------ TEXT ------

Op-Ed The president wants to 'fast track' two massive trade deals. Congress should slow him down.

President Obama is asking Congress to grant him trade promotion authority, the ability to "fast track" two massive trade deals with Europe and Asia: the Trans-Pacific Partnership and the Transatlantic Trade and Investment Partnership. This would allow him to pass those deals just as his negotiators will soon deliver them.

Fast track commits Congress to an up-or-down vote on whatever the administration negotiates, without the possibility of filibuster or amendments. It essentially excludes Congress from oversight and enables an efficient, executive-driven approach to international commerce. The purpose of this special treatment is to keep the House and Senate from inflicting death by a thousand cuts on delicate negotiating positions and specific concessions. Fast-track authority also bolsters the U.S. negotiating position with its foreign partners.

Most U.S. trade deals have been passed using fast-track authority, but the Asian and European partnerships under consideration now aren't like the fast-tracked deals of the past. In significant respects, they're not really trade agreements at all. Their new target is not trade tariffs but "behind-the-border" domestic regulations. Fast-tracking that kind of agreement would be a mistake.

------ SOURCE EXCERPT ------

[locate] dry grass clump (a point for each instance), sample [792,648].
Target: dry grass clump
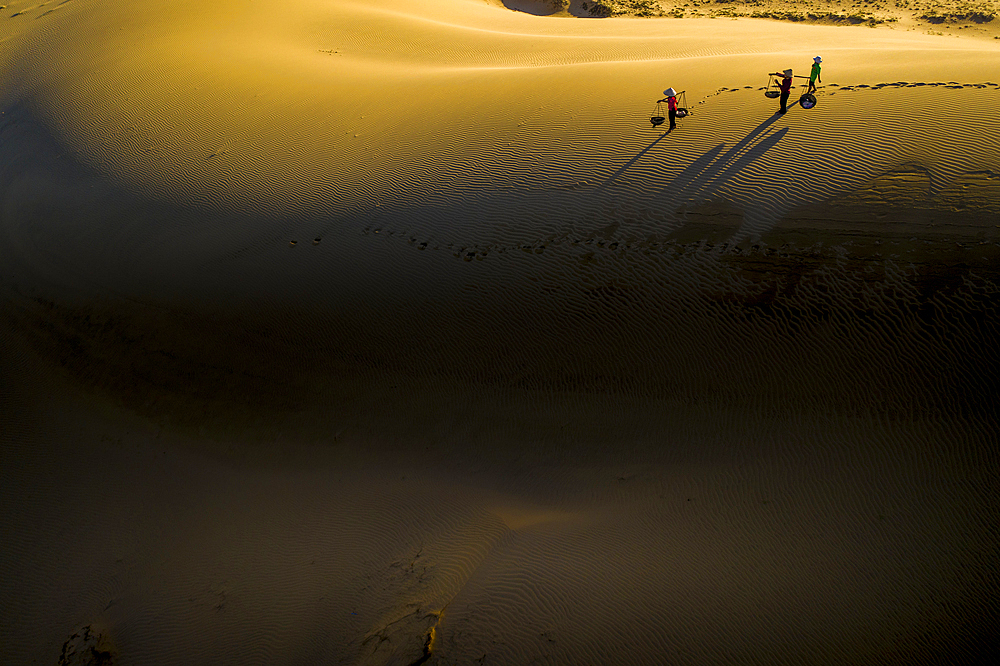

------

PARTS OF THE EXERCISE —
#1 Please update the op-ed on fast-track trade authority: write out the stretch from "Most U.S. trade" through "be a mistake." with "trade agreements" changed to "trade pacts".
#2 Name every legislative body mentioned in the op-ed on fast-track trade authority.
#3 Pick up the op-ed on fast-track trade authority after its final sentence and keep writing.
The material comes from a separate source, unrelated to the op-ed on fast-track trade authority.

THE RESULTS —
#1
Most U.S. trade deals have been passed using fast-track authority, but the Asian and European partnerships under consideration now aren't like the fast-tracked deals of the past. In significant respects, they're not really trade pacts at all. Their new target is not trade tariffs but "behind-the-border" domestic regulations. Fast-tracking that kind of agreement would be a mistake.

#2 Congress, the House, the Senate

#3
Fast track was invented by President Franklin Roosevelt, and it became central to Depression-era trade policies and the liberalized post-World War II economic order. The original version of fast track allowed the president to enter into reciprocal deals that reduced tariffs within congressionally set limits. Congress pre-approved the broad terms of any agreement and otherwise delegated negotiating authority to the executive branch.

These trade policies — buoyed by fast track — were successful. Tariffs and export subsidies have mostly disappeared, except in the difficult and contentious case of agriculture. But instead of declaring victory, the trade agenda has become far more amorphous and consequential. What trade agreements now seek is to harmonize regulatory standards across countries. Fast track now serves a new purpose: not governance of trade but governance through trade.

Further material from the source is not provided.